— BEGIN —

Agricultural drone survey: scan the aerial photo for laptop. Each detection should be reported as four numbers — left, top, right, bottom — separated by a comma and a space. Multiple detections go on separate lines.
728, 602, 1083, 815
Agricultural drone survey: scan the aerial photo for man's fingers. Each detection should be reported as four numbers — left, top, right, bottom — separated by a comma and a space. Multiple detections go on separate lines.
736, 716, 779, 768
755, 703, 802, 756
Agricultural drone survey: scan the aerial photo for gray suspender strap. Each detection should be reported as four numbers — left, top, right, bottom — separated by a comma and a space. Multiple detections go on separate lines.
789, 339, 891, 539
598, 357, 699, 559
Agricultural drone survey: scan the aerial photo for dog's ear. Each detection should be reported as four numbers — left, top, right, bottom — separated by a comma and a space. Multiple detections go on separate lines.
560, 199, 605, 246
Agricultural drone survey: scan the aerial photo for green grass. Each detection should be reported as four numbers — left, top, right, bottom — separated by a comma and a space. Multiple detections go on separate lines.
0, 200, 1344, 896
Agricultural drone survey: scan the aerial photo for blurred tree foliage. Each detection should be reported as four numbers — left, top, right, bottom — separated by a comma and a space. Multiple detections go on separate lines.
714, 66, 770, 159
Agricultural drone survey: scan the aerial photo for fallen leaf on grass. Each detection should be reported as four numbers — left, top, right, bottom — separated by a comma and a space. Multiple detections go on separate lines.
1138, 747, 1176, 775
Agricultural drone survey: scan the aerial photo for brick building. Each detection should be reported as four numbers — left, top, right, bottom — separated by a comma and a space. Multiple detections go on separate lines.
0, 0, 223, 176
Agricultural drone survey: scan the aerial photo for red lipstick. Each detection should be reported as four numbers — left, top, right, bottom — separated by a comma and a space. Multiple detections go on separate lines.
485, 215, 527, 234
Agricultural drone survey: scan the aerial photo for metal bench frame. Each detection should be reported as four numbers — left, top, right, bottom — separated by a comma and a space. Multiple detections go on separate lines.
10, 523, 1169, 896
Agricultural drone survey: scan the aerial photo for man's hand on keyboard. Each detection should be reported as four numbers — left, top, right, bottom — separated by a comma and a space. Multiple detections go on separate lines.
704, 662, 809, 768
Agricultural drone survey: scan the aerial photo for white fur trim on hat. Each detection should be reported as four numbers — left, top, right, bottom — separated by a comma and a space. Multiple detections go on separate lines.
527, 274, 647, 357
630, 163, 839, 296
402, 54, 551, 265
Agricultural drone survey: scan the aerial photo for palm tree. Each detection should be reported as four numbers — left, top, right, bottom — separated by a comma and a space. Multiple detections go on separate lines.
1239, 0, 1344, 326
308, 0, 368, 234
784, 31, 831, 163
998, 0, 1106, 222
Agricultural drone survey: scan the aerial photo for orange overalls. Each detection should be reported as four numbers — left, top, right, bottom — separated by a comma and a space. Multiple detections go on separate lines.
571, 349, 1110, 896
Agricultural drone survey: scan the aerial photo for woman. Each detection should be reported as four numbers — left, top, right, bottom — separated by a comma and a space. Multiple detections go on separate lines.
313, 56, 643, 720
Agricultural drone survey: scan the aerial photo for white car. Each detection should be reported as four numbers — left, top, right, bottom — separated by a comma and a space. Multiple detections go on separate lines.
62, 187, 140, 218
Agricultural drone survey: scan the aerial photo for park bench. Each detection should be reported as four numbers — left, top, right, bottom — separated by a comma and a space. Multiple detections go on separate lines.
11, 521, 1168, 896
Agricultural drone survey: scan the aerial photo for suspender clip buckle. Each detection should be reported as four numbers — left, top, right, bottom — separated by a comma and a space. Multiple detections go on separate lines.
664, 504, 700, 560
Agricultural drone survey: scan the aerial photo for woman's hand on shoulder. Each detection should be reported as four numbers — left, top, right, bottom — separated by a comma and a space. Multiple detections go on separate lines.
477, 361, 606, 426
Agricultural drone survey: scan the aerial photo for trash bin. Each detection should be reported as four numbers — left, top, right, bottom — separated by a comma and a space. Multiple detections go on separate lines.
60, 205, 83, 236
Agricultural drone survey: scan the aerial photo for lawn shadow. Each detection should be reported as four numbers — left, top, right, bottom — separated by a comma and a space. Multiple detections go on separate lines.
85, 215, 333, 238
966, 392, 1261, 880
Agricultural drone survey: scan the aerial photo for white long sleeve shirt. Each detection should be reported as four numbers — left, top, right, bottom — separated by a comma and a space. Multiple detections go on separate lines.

— END —

PROBLEM TO WORK ON: Rewrite each of the items above, substituting "Crop monitoring review" for "Agricultural drone survey" and keeping everything else unchanged.

WRITTEN RESPONSE:
Crop monitoring review: scan the aerial photo for laptop. Each detection should be reported as four numbers — left, top, right, bottom — separated by a comma and a space. Multiple detections go on separate lines.
728, 602, 1083, 815
Crop monitoring review: scan the aerial photo for man's fingers. Each detection should be reported as four numbers — left, top, right, bottom — separated by a comma and a space. Multiple detections go on separate lines.
736, 716, 779, 768
755, 703, 802, 756
Crop monitoring review: scan the aerial photo for gray suspender strap. Each detection should be reported as four numbers — left, top, right, bottom — separated by a comma and a space. Multiple detections go on separate lines.
789, 339, 891, 539
598, 357, 699, 559
Crop monitoring review: scan the aerial photo for dog's ear. Each detection should be reported as four numbers — left, top, right, bottom — separated by a comma and a space. Multiple detections go on separate lines.
560, 199, 605, 246
Crop monitoring review: scan the aerial photo for green grass. Each detection should be reported as four numbers — left, top, right, bottom — separated by a comma and a space. Multiple detections go on separate lines.
0, 200, 1344, 896
Crop monitoring review: scan the aerial photo for blurred tree foliage. Each detection should be reported as four numbers — left, top, right, bottom — separated by a comma and a space. Multiple detections go on separate lines.
714, 66, 770, 159
Crop monitoring review: scan the aerial photo for fallen leaf on grass. Each detection should be reported as four numbers — left, top, right, bottom — separated by a comma and a space. Multiple detections go on separate lines.
1138, 747, 1176, 775
Crop monitoring review: scan the aerial photo for brick building. Each detection should be reported as four numbers — left, top, right, bottom — separated by a comma and a space. Multiple detections go on separate lines.
0, 0, 223, 176
Crop monitoring review: scan the aerial photo for red lipstick. Each detection should be reported as four numbers — left, top, right, bottom — separated by a comma and a space. Multiple detections go on separate lines.
485, 215, 527, 234
Crop monitoring review: scan the aerial photo for metal bench frame. Each detection should be reported as four numbers — left, top, right, bottom — separated by a comma and a space. Multiple detections go on separate lines.
10, 523, 1169, 896
Crop monitoring review: scan the aerial photo for man's hand on keyboard. Each detection should be reported as four numbers — left, top, right, bottom — separated by a comma and a space. Multiple detections go on separate lines.
704, 662, 809, 768
Crop monitoring review: scan the aerial photo for white fur trim on hat. Each detection should be reported as four numbers — left, top, right, bottom — separated by a comma and a space. Multiple detections go on separate lines.
527, 274, 647, 357
630, 163, 839, 296
402, 54, 551, 265
Crop monitoring review: scan the aerial photo for palm tree. Each detection should be reported as four numbers — left, top, right, bottom — separated by a comma and a space. Multiple detections go on separate lines.
1239, 0, 1344, 326
308, 0, 368, 234
784, 31, 831, 163
998, 0, 1106, 222
Crop monitoring review: scan the aerial photo for orange overalls. Each detection should be reported as four numbers — left, top, right, bottom — separated by a comma and a space. Multiple detections go on separate lines.
571, 349, 1110, 896
Crop monitoring review: scan the aerial photo for woman. Each detection should be reported as four numbers — left, top, right, bottom — separated by a comma and a space. Multiple detections go on separate lines.
313, 56, 643, 720
Crop monitoring review: scan the aerial photo for white car. Each detection should be reported as four numbers — left, top, right, bottom — separated by a comma and a space. Multiple detections go on separate lines.
62, 187, 140, 218
Crop monitoring review: scan the aerial photo for park bench. Each detection should be reported as four numbers — left, top, right, bottom — separated by a comma and a space. Multiple detections go on separate lines.
11, 521, 1168, 896
Crop monitoring review: scan the aerial photo for suspender clip buckle. Each detection should be reported as four numbers — left, top, right, bottom — separated by a comma and a space. Multiple detections go on separate lines.
664, 504, 700, 560
Crop monitoring review: scan the aerial photo for woman's hand on shoulder. Each detection should be reported as four numbers — left, top, right, bottom — separated by a comma and a space. Multiple detections go on separate lines.
477, 361, 606, 426
Crop monitoring review: scan the aerial photo for trash bin. Each detection should be reported as four numbers — left, top, right, bottom — separated by a comma and a space. Multiple detections go on separate lines.
60, 205, 83, 236
Crop monitoring review: scan the aerial photo for lawn shadow. Each detection should be reported as four numbers — left, top, right, bottom — separated by a comma and a space. Multiple detections go on separate lines.
85, 215, 333, 238
966, 392, 1261, 880
Crop monitoring review: scan the aerial photo for white long sleeve shirt. Each detection should be reported as four numbers — left, top, right, bottom — separated by a comma and a space. Multiple detections go on separate lines.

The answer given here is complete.